== Extrait du texte ==
┄┄┄┄┄┄┄┄┄┄┄┄┄┄┄┄┄┄┄┄

Le jeudi 5 novembre 1992.

Après l’opération du riz pour la Somalie, hébergez un petit bosniaque pour les fêtes de fin d’année et offrez-lui l’ouvrage sur l’Indienne Rigoberta Menchu, nouveau prix Nobel de la paix. Pour peu que l’association « France-Libertés », présidée par Danièle Mitterrand, organise un spectacle en soutien au peuple kurde, et que vous lui offriez la soirée, vous aurez opéré la bonne action monstre de l’année. Et comme dans les meilleurs films, vous ne manquerez pas de verser quelques larmes quand votre protégé retournera au début du printemps à Sarajevo. C’est si beau de mourir au printemps, sous les arbres fruitiers qui bourgeonnent. De mourir, bien gras, d’une balle, après avoir échappé à la famine et au froid hivernaux, tenant serré contre son cœur le beau livre offert où il est écrit que l’horreur guatémaltèque subie par les Indiens est la même que celle des Balkans.

┄┄┄┄┄┄┄┄┄┄┄┄┄┄┄┄┄┄┄┄

== Données fournies ==
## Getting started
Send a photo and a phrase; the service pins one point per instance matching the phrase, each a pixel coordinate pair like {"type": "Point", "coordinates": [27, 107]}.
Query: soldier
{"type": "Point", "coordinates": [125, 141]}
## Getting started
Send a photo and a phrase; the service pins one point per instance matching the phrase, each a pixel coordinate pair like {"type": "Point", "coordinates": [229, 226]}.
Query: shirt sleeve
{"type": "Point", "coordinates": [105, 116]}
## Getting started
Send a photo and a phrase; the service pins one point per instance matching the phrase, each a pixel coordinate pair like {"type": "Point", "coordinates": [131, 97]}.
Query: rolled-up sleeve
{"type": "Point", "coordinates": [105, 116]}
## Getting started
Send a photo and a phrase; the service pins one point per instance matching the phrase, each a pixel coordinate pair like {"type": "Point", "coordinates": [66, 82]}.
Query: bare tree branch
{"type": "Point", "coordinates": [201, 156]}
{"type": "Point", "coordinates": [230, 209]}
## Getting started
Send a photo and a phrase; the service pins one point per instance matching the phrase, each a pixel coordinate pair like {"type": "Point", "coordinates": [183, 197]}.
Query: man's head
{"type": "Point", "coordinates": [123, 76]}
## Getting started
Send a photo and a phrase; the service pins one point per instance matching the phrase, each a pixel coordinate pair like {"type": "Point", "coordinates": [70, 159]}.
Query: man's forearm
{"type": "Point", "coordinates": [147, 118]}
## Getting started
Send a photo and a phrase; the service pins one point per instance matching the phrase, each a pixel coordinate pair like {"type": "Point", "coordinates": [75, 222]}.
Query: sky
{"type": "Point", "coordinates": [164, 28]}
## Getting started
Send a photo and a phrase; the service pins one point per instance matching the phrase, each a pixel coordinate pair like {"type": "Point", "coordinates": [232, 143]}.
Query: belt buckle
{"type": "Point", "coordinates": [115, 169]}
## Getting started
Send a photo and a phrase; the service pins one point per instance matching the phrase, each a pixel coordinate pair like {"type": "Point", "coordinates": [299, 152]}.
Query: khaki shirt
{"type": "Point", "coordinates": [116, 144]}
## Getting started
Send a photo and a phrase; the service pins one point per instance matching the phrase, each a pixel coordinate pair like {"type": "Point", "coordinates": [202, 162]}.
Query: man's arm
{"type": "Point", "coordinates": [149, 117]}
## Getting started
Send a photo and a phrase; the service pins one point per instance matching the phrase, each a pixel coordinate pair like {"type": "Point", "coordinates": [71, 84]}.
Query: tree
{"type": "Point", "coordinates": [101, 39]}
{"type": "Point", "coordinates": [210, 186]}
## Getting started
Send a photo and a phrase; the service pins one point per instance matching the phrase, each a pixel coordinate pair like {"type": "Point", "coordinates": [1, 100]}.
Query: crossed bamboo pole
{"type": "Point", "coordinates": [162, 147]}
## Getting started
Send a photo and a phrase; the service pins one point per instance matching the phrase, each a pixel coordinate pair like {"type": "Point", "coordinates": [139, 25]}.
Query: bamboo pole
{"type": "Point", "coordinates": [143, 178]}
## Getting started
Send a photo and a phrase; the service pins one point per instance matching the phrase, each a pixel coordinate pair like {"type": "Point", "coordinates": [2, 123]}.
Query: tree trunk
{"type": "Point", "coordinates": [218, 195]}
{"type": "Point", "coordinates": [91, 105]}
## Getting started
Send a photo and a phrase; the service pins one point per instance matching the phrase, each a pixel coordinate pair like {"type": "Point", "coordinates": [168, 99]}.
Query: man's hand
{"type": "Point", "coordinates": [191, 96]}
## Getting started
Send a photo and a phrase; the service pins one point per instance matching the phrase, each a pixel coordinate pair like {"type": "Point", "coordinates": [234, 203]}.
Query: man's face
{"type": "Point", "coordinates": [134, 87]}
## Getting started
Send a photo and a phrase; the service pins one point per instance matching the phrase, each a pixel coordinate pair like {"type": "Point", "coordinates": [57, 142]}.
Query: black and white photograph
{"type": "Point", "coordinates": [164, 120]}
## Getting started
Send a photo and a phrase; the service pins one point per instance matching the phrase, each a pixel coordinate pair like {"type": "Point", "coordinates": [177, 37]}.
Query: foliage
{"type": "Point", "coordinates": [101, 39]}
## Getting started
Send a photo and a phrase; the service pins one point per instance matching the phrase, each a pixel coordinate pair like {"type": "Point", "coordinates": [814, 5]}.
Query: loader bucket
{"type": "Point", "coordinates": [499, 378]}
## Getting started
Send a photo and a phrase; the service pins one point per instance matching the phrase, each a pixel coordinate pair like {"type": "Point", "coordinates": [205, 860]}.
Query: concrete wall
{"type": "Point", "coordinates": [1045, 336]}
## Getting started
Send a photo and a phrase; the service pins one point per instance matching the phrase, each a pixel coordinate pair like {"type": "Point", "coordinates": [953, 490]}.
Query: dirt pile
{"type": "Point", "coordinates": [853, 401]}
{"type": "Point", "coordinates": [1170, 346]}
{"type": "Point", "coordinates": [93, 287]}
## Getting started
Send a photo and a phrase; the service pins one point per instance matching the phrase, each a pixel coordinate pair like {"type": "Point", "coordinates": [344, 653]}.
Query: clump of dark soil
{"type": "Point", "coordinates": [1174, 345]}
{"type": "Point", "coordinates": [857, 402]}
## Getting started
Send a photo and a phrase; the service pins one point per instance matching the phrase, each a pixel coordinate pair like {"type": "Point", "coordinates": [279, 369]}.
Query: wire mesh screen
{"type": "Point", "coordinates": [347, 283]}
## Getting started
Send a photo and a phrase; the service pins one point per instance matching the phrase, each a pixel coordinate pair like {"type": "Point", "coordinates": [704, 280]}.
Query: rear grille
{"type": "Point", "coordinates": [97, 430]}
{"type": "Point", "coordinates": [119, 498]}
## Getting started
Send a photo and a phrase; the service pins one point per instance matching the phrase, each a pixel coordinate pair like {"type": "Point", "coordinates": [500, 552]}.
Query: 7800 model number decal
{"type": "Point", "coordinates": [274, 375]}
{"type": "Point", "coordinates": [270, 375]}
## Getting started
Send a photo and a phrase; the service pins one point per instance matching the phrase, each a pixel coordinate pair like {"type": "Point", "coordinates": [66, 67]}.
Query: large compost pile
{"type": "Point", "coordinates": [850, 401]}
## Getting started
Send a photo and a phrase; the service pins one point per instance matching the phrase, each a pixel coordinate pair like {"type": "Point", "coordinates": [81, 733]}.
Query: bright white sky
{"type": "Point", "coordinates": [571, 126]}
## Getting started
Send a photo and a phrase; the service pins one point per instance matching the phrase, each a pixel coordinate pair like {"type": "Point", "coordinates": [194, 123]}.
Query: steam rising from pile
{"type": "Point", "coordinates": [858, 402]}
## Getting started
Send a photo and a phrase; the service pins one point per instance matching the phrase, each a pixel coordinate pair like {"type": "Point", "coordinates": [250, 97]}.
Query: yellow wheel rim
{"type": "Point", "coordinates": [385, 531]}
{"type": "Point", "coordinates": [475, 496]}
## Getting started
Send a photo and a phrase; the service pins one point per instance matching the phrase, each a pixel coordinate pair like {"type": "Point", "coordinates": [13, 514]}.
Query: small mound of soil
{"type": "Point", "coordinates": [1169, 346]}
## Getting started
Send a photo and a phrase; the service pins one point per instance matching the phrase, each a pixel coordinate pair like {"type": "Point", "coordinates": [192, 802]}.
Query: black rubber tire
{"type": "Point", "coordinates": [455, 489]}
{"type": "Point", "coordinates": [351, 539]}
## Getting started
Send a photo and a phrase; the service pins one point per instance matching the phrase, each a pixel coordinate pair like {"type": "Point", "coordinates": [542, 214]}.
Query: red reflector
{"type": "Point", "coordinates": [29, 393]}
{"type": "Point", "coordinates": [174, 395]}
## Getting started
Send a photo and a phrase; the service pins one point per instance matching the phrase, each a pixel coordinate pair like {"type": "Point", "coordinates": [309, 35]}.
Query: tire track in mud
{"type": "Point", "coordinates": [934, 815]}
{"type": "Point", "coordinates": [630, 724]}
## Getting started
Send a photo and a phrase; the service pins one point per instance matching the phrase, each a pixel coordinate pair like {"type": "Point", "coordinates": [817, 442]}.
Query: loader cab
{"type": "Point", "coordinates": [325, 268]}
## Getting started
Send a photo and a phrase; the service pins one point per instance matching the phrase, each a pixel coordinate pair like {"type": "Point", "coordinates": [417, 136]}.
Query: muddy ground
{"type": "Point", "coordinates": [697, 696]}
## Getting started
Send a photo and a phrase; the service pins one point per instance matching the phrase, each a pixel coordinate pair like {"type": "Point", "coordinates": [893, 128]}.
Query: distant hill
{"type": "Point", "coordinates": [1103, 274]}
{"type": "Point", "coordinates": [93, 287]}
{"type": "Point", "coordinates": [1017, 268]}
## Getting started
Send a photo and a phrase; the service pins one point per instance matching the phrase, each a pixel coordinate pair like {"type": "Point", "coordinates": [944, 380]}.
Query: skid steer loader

┄┄┄┄┄┄┄┄┄┄┄┄┄┄┄┄┄┄┄┄

== Travail demandé ==
1) Dans l'extrait sur les bonnes actions de fin d'année, qui préside l'association « France-Libertés » ?
2) Prolongez l'extrait sur les bonnes actions de fin d'année après sa dernière phrase.
Les lignes fournies ne servent à rien dans cet exercice.

== Réponses par tâche ==
1) Danièle Mitterrand.

2)
Hypocrisie révoltante que ces appels continuels à la grandeur d’âme populaire, alors que ceux qui s’en font l’écho, politiciens et médias, n’en n’ont pas cure.

La guerre n’est pas une fatalité. Les massacres ne se font pas à la fourchette. Pendant que l’on nous tire des larmes de crocodile, les marchands de canons des usines d’armement sillonnent le monde à la recherche de nouveaux marchés et de nouvelles victimes. Qu’on se le tienne pour dit en offrant un paquet de riz à la Somalie.